**** SOURCE DATA

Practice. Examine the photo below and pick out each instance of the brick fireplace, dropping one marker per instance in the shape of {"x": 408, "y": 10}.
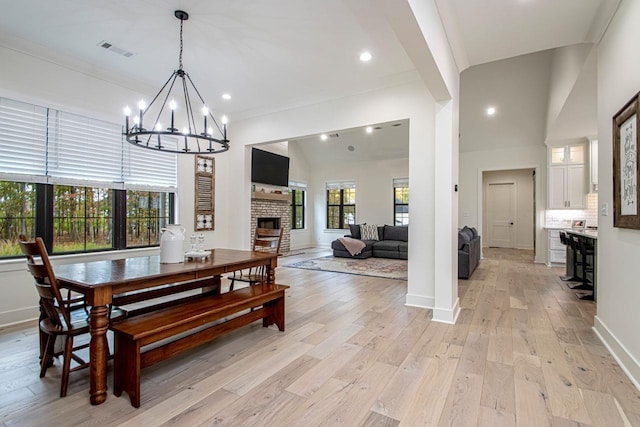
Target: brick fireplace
{"x": 272, "y": 212}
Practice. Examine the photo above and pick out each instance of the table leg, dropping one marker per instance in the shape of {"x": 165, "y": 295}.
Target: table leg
{"x": 215, "y": 287}
{"x": 271, "y": 274}
{"x": 98, "y": 325}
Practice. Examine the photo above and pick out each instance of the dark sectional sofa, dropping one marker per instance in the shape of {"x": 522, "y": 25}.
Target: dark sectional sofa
{"x": 469, "y": 247}
{"x": 392, "y": 243}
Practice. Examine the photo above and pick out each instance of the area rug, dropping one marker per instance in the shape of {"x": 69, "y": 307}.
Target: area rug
{"x": 377, "y": 267}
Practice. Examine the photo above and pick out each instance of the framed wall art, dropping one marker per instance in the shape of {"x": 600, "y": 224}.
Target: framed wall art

********

▶ [TASK INSTRUCTIONS] Switch every "marker" in the data above to "point", keep everything else the same, and leave the pictures out of your answer.

▶ [OUTPUT OF THE TASK]
Practice. Examine the photo below and pick out each instance of the brick fireplace, dropping one point per instance in the shape of {"x": 408, "y": 10}.
Target: brick fireplace
{"x": 272, "y": 212}
Practice. Examine the photo above and pick out each instance of the table leg, dropping one point per instance in the shape of {"x": 165, "y": 295}.
Target: table leg
{"x": 215, "y": 287}
{"x": 271, "y": 274}
{"x": 98, "y": 325}
Practice. Examine the photo above and pick out each instance of the dark sectional sofa, dropping one point per instance in the shape of {"x": 522, "y": 25}.
Target: dark sectional sofa
{"x": 469, "y": 247}
{"x": 392, "y": 243}
Practice. Examine the photo above and pick out each instance of the area rug, dropping one point per instance in the shape of {"x": 69, "y": 307}.
Target: area rug
{"x": 377, "y": 267}
Practice. Examine the photo above and pick out each instance of the framed wall art, dropping one point per instance in the shape of {"x": 600, "y": 224}.
Target: framed wall art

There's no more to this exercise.